TEXT PASSAGE
»»

Plaintiff filed the instant application for SSI on July 29, 2013. (AR 12, 126). Plaintiff alleged a disability onset date of December 31, 2009. (AR 12, 114, 127). The Agency denied Plaintiff's application initially on October 31, 2013, and on reconsideration on January 16, 2014. (AR 141-45, 149-53). Plaintiff requested a hearing before an ALJ. (AR 155). On January 5, 2015, ALJ Michael Radensky conducted a hearing to review Plaintiff's application. (AR 12, 64-96). Plaintiff, represented by Brandon Sanchez, testified before ALJ Radensky. (AR 12, 64). VE Corinne J. Porter also testified at the hearing. (AR 12, 64). On February 24, 2015, ALJ Radensky found that Plaintiff was not disabled under the Act. (AR 12-19). Plaintiff sought review of ALJ Radensky's decision before the Appeals Council, which denied review on July 25, 2016. (AR 1-3, 6). The ALJ's decision therefore became the final decision of the Commissioner. (AR 1). Plaintiff commenced the instant action on August 17, 2016. (Dkt. No. 1).

III.

FACTUAL BACKGROUND

A. Background and ALJ Hearing Testimony

Plaintiff was born on August 7, 1960. (AR 244). He was 54 years old when he appeared before ALJ Radensky. (AR 70). Plaintiff did not complete high school and does not have a GED, but he is able to read and write "basic stuff." (AR 70-71). Plaintiff had last worked "six [or] seven years" earlier, helping a neighbor maintain yards as a "cleaner." (AR 67, 91). Plaintiff had not applied for any work more recently. (AR 68-69).

There is some evidence in the record of a psychiatric commitment in 2012. (AR 360). The records indicate possible substance abuse and mental health issues. (AR 360-361). In addition, it appears that Plaintiff reported two episodes of custody, one in 2004 and one in 2008, and that he received mental health treatment in custody. (AR 360, 408). In later medical records, Plaintiff denied drug or alcohol use, but Plaintiff's treating physician mentioned in her notes that "[Plaintiff] smelled of ETOH [alcohol]." (AR 386).

««

TASK
Transcribe the part of the court decision that begins at the words "FACTUAL BACKGROUND" and stops after the words "recently. (AR 68-69).".

MATERIAL SUPPLIED
»»

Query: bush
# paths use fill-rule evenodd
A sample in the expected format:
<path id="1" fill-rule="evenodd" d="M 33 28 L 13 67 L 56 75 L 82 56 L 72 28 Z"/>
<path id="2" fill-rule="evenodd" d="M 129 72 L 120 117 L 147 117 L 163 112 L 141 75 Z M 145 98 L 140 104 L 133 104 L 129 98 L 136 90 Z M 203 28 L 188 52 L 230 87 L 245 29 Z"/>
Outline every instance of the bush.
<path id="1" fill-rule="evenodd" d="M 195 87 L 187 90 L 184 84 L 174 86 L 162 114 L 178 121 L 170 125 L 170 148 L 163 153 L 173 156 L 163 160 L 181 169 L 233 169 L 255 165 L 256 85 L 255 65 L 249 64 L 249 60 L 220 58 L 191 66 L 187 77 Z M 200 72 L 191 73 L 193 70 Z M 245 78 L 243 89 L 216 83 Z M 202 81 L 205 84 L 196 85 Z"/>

««

RESULT
FACTUAL BACKGROUND

A. Background and ALJ Hearing Testimony

Plaintiff was born on August 7, 1960. (AR 244). He was 54 years old when he appeared before ALJ Radensky. (AR 70). Plaintiff did not complete high school and does not have a GED, but he is able to read and write "basic stuff." (AR 70-71). Plaintiff had last worked "six [or] seven years" earlier, helping a neighbor maintain yards as a "cleaner." (AR 67, 91). Plaintiff had not applied for any work more recently. (AR 68-69).